**VOCI FORNITE:**

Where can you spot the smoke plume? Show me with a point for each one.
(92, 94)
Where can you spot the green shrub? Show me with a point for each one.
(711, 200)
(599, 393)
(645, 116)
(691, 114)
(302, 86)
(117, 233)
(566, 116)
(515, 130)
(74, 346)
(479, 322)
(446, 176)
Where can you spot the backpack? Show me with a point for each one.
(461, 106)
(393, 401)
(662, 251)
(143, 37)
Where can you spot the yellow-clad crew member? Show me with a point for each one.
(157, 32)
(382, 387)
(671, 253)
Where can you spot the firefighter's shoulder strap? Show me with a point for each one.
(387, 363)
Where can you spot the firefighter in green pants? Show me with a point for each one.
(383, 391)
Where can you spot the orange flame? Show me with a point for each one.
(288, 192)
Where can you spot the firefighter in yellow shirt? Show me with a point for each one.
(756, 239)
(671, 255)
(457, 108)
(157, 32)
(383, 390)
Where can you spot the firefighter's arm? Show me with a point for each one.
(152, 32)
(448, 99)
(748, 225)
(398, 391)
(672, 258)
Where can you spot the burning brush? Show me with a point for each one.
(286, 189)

**COSA FARE:** Sostituisci "backpack" con "rucksack" in tutte le voci e riporta le righe lasciando invariato tutto il resto.

**RISPOSTA ALL'ESERCIZIO:**
Where can you spot the smoke plume? Show me with a point for each one.
(92, 94)
Where can you spot the green shrub? Show me with a point for each one.
(711, 200)
(599, 393)
(645, 116)
(691, 114)
(302, 86)
(117, 233)
(566, 116)
(515, 130)
(74, 346)
(479, 322)
(446, 176)
Where can you spot the rucksack? Show me with a point for each one.
(461, 106)
(393, 401)
(662, 251)
(143, 37)
Where can you spot the yellow-clad crew member? Show me with a point for each one.
(157, 32)
(382, 387)
(671, 253)
Where can you spot the firefighter's shoulder strap? Show me with a point for each one.
(387, 363)
Where can you spot the firefighter in green pants? Show me with a point for each one.
(383, 391)
Where can you spot the orange flame? Show me with a point for each one.
(288, 192)
Where can you spot the firefighter in yellow shirt? Show me with a point for each one.
(756, 239)
(671, 255)
(457, 108)
(157, 32)
(383, 390)
Where can you spot the firefighter's arm? Show me with a point for each one.
(152, 32)
(448, 99)
(748, 225)
(398, 391)
(672, 258)
Where can you spot the burning brush? Show me with a point for each one.
(286, 189)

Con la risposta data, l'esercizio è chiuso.